* _Exercise task_
Copy the stretch of the listing from its first line through the line containing "211 2 L 232", both included.
____________
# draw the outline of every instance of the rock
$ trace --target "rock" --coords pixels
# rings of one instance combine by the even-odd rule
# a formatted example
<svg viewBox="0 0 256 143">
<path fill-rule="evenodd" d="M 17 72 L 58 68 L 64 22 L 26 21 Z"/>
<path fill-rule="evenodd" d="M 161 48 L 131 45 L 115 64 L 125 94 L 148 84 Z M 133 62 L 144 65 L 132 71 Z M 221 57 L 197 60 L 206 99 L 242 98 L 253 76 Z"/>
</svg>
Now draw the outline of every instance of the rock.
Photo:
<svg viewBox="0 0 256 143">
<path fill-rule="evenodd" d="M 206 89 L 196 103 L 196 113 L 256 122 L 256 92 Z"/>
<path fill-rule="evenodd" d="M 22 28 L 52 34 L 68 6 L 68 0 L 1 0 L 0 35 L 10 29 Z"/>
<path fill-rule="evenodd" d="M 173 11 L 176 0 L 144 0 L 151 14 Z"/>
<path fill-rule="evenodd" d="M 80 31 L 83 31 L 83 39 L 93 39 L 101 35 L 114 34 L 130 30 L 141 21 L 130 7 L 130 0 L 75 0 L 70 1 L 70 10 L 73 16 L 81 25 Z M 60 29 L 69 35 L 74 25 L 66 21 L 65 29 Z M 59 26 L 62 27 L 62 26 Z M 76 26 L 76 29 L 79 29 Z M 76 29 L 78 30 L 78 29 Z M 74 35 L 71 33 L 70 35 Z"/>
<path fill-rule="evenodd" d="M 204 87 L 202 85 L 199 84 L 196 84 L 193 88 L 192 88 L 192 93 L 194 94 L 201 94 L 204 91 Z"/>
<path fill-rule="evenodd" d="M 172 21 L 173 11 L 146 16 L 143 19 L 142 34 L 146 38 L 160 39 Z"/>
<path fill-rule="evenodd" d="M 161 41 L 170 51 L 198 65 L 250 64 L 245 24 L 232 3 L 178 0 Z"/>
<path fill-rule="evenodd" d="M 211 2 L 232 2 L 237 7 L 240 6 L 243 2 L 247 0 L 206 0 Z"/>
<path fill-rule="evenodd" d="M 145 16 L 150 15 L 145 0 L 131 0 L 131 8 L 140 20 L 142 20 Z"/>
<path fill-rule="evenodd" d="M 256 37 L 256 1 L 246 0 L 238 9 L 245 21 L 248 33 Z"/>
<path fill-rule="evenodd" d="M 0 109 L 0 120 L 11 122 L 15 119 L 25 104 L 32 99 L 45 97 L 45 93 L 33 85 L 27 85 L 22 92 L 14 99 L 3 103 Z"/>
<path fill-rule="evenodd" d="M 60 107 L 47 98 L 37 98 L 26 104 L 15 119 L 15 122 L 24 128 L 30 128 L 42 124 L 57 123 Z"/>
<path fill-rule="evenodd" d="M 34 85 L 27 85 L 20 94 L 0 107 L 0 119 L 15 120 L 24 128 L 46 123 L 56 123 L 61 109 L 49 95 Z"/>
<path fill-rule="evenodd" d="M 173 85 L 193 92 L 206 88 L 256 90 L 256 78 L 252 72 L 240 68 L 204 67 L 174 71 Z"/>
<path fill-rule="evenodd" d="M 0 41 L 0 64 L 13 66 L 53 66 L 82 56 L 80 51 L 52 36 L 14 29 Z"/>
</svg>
____________
* _Answer for this exercise_
# draw the outline of every instance of the rock
$ trace --target "rock" --coords pixels
# rings of one instance combine by the even-odd rule
# a formatted example
<svg viewBox="0 0 256 143">
<path fill-rule="evenodd" d="M 17 72 L 58 68 L 64 22 L 26 21 Z"/>
<path fill-rule="evenodd" d="M 161 48 L 131 45 L 115 64 L 125 94 L 148 84 Z M 133 62 L 144 65 L 132 71 Z M 221 57 L 197 60 L 206 99 L 242 98 L 253 76 Z"/>
</svg>
Now draw the outline of every instance of the rock.
Photo:
<svg viewBox="0 0 256 143">
<path fill-rule="evenodd" d="M 206 89 L 196 103 L 196 113 L 256 122 L 256 92 Z"/>
<path fill-rule="evenodd" d="M 22 28 L 52 34 L 68 6 L 68 0 L 1 0 L 0 35 L 10 29 Z"/>
<path fill-rule="evenodd" d="M 173 11 L 176 0 L 144 0 L 151 14 Z"/>
<path fill-rule="evenodd" d="M 80 31 L 83 31 L 83 39 L 93 39 L 101 35 L 114 34 L 130 30 L 141 21 L 130 7 L 130 0 L 75 0 L 70 1 L 70 10 L 73 16 L 81 25 Z M 60 29 L 69 35 L 74 25 L 66 21 L 65 29 Z M 59 26 L 62 27 L 62 26 Z M 76 26 L 76 29 L 79 29 Z M 76 29 L 78 30 L 78 29 Z M 74 35 L 71 33 L 70 35 Z"/>
<path fill-rule="evenodd" d="M 204 87 L 202 85 L 199 84 L 196 84 L 193 88 L 192 88 L 192 93 L 194 94 L 201 94 L 204 91 Z"/>
<path fill-rule="evenodd" d="M 172 21 L 173 11 L 146 16 L 143 19 L 142 34 L 146 38 L 160 39 Z"/>
<path fill-rule="evenodd" d="M 161 41 L 170 51 L 198 65 L 250 64 L 245 24 L 232 3 L 178 0 Z"/>
<path fill-rule="evenodd" d="M 211 2 L 232 2 L 237 7 L 240 6 L 243 2 L 247 0 L 206 0 Z"/>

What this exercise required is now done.